┌──

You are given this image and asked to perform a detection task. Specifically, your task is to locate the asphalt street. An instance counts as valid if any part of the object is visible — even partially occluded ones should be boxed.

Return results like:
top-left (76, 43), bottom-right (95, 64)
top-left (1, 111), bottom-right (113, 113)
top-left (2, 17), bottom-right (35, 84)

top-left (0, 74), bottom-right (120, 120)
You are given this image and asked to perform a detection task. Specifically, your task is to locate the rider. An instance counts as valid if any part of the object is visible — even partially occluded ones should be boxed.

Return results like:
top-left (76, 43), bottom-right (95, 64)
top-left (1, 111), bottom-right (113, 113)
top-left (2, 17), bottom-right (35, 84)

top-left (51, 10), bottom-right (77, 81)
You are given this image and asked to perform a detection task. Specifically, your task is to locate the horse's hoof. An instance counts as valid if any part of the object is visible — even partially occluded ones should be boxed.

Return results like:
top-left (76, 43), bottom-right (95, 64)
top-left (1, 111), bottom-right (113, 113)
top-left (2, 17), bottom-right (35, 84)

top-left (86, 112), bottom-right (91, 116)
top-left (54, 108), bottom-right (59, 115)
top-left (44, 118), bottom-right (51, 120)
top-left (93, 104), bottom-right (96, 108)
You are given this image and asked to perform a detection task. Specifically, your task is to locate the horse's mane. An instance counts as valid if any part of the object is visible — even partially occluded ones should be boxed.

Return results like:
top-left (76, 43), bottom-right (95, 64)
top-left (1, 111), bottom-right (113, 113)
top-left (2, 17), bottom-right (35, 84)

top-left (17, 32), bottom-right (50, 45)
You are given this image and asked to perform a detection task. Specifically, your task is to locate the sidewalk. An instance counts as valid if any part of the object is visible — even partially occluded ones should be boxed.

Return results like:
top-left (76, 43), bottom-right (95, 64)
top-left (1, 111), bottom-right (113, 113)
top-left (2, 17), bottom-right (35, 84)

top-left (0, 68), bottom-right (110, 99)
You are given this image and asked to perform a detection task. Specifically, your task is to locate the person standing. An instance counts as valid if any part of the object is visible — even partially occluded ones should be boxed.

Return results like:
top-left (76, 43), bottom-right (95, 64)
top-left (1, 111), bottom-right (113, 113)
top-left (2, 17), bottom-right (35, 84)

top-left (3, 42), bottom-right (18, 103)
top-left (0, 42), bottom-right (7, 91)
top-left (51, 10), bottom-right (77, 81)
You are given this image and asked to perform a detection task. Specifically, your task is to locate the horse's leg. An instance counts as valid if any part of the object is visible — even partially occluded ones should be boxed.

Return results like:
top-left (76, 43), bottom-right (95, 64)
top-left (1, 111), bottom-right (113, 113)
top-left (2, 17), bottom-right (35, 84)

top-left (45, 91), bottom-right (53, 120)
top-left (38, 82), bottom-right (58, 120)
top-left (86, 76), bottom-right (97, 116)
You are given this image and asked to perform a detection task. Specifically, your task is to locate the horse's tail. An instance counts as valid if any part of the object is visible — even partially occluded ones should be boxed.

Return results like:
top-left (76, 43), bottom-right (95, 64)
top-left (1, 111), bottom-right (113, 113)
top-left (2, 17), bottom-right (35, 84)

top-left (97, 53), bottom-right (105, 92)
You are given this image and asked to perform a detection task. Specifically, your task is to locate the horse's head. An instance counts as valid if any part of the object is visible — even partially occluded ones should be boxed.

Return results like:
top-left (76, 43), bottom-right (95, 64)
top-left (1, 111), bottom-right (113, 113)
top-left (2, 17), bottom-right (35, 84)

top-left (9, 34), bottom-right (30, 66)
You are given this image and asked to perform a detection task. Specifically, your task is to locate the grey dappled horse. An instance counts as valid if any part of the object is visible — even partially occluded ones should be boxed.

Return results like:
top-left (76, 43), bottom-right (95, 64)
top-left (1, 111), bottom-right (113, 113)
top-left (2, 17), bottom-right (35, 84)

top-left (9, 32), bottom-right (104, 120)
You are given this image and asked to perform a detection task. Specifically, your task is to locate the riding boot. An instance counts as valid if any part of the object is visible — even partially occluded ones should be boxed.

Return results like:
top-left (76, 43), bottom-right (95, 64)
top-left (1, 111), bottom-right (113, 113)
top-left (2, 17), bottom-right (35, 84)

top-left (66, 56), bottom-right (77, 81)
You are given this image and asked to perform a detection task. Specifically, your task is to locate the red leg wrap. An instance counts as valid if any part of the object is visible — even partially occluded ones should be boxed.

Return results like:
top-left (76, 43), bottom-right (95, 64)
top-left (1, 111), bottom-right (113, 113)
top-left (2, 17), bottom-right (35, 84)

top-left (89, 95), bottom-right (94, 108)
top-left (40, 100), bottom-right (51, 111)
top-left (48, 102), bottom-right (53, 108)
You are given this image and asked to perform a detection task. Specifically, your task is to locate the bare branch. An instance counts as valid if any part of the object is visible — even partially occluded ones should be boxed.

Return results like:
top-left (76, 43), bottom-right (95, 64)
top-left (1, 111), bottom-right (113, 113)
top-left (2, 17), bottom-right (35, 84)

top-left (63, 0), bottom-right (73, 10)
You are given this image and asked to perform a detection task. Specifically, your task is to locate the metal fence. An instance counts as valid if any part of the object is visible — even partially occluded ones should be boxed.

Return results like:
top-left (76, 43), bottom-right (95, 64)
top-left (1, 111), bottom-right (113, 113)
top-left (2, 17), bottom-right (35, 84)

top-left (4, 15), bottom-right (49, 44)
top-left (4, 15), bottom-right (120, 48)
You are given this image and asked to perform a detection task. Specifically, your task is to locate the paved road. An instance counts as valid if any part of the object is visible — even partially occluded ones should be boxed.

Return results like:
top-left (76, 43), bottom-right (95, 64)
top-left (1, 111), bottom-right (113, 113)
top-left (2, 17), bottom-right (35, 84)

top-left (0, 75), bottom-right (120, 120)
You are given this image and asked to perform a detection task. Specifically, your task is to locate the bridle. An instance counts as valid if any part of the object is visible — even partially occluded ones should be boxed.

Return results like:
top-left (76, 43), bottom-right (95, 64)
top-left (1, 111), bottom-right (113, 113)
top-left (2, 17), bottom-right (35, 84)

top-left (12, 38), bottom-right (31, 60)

└──

▸ What is asked: Replace every "occluded" in the rows above with "covered", and give the rows back with nothing else changed.

▸ Finished exercise:
You are given this image and asked to perform a detection task. Specifically, your task is to locate the asphalt street. An instance counts as valid if any part of the object is visible — even partially covered ones should be boxed.

Return results like:
top-left (76, 43), bottom-right (95, 64)
top-left (1, 111), bottom-right (113, 113)
top-left (2, 17), bottom-right (35, 84)

top-left (0, 74), bottom-right (120, 120)
You are given this image and asked to perform a detection task. Specifically, your task is to locate the rider. An instance counts as valid if any part of the object is visible — even partially covered ones should be boxed.

Return results like:
top-left (76, 43), bottom-right (95, 64)
top-left (1, 111), bottom-right (113, 113)
top-left (2, 17), bottom-right (35, 84)

top-left (51, 10), bottom-right (77, 81)
You are given this image and asked to perform a detection task. Specifically, your task is to locate the horse's hoof. An instance counts as valid if any part of the object is visible — even partially covered ones should be boxed.

Return results like:
top-left (76, 43), bottom-right (95, 64)
top-left (1, 111), bottom-right (113, 113)
top-left (2, 17), bottom-right (35, 84)

top-left (86, 112), bottom-right (91, 116)
top-left (54, 108), bottom-right (59, 115)
top-left (44, 118), bottom-right (51, 120)
top-left (93, 104), bottom-right (96, 108)
You are given this image and asked to perform a detection task. Specifically, your task is to locate the horse's mane. An instance counts as valid if any part of the object is visible — even partially covered ones should be boxed.

Return results like:
top-left (76, 43), bottom-right (95, 64)
top-left (1, 111), bottom-right (113, 113)
top-left (2, 17), bottom-right (35, 84)

top-left (17, 32), bottom-right (50, 45)
You are given this image and asked to perform a detection task. Specifically, your task is to locate the sidewalk. An instance counts as valid if any part of the object is visible — even partially covered ones should be boxed.

Return results like:
top-left (76, 43), bottom-right (95, 64)
top-left (1, 111), bottom-right (113, 113)
top-left (2, 17), bottom-right (35, 84)

top-left (0, 68), bottom-right (110, 99)
You are given this image and asked to perform a detection task. Specifically, your task is to locate the person standing. An instance counts as valid if any part of the object is visible — even partially covered ones should be boxed.

Return results like:
top-left (76, 43), bottom-right (95, 64)
top-left (1, 111), bottom-right (113, 113)
top-left (2, 17), bottom-right (35, 84)

top-left (3, 42), bottom-right (18, 103)
top-left (0, 42), bottom-right (7, 91)
top-left (51, 10), bottom-right (77, 81)
You are given this image and asked to perform a detection task. Specifically, your task is to locate the horse's leg. An instance counts as valid if any part of the object is visible — even partially covered ones should be boxed.

Return results like:
top-left (76, 43), bottom-right (95, 64)
top-left (1, 111), bottom-right (113, 113)
top-left (2, 17), bottom-right (35, 84)

top-left (45, 91), bottom-right (53, 120)
top-left (38, 82), bottom-right (58, 120)
top-left (86, 76), bottom-right (97, 116)
You are given this image and asked to perform a detection task. Specifically, your task is to locate the horse's tail. An instance counts as valid if any part of the object is visible — even partially covered ones should be boxed.

Return results like:
top-left (76, 43), bottom-right (95, 64)
top-left (1, 111), bottom-right (113, 113)
top-left (2, 17), bottom-right (35, 84)

top-left (97, 53), bottom-right (105, 92)
You are given this image and asked to perform a detection task. Specifically, your task is to locate the horse's head. An instance counts as valid if any part of the object is visible — even partially covered ones should be boxed.

Return results like:
top-left (76, 43), bottom-right (95, 64)
top-left (1, 111), bottom-right (113, 113)
top-left (2, 17), bottom-right (35, 84)

top-left (9, 34), bottom-right (30, 66)
You are given this image and asked to perform a detection task. Specifically, your task is to locate the grey dappled horse. An instance counts as valid if any part of the object is visible — even partially covered ones should be boxed.

Return results like:
top-left (76, 43), bottom-right (95, 64)
top-left (1, 111), bottom-right (113, 113)
top-left (2, 17), bottom-right (35, 84)

top-left (9, 32), bottom-right (104, 120)
You are given this image and asked to perform a detection task. Specifically, your task is to locate the riding boot. An instance counts as valid if any part of the object is visible — even partially covered ones should be boxed.

Return results like:
top-left (76, 43), bottom-right (95, 64)
top-left (1, 111), bottom-right (113, 113)
top-left (2, 17), bottom-right (35, 84)

top-left (66, 56), bottom-right (77, 81)
You are given this image and asked to perform a detection task. Specifically, your task is to locate the red leg wrap. An instance counts as valid if any part of the object is visible — even partially covered ones should be boxed.

Return results like:
top-left (76, 43), bottom-right (95, 64)
top-left (1, 111), bottom-right (113, 113)
top-left (2, 17), bottom-right (35, 84)

top-left (89, 95), bottom-right (94, 108)
top-left (40, 100), bottom-right (51, 111)
top-left (48, 102), bottom-right (53, 108)
You are given this image and asked to perform a detection task. Specifically, your task is to locate the bare branch. An instance counts as valid if any part of the object is visible — even partially covered ones should be boxed.

Return results like:
top-left (76, 43), bottom-right (95, 64)
top-left (1, 111), bottom-right (113, 113)
top-left (2, 17), bottom-right (35, 84)

top-left (63, 0), bottom-right (73, 10)
You are given this image and asked to perform a detection task. Specifically, your task is to locate the metal fence. An instance counts as valid if any part of the object is visible — even partially covered ones should be boxed.

Return results like:
top-left (76, 43), bottom-right (95, 64)
top-left (1, 111), bottom-right (113, 113)
top-left (2, 17), bottom-right (35, 84)

top-left (4, 15), bottom-right (49, 44)
top-left (4, 15), bottom-right (120, 48)
You are given this image and asked to perform a detection task. Specifically, your task is to locate the paved road. An instance counts as valid if any part of the object is visible — even partially covered ones should be boxed.

Return results like:
top-left (76, 43), bottom-right (95, 64)
top-left (1, 111), bottom-right (113, 113)
top-left (2, 17), bottom-right (35, 84)

top-left (0, 75), bottom-right (120, 120)
You are given this image and asked to perform a detection task. Specifically, your task is to locate the bridle. An instance counts as valid if any part of the object is visible — even partially covered ones should be boxed.

Return results like:
top-left (76, 43), bottom-right (95, 64)
top-left (1, 111), bottom-right (113, 113)
top-left (2, 17), bottom-right (35, 84)

top-left (12, 38), bottom-right (31, 60)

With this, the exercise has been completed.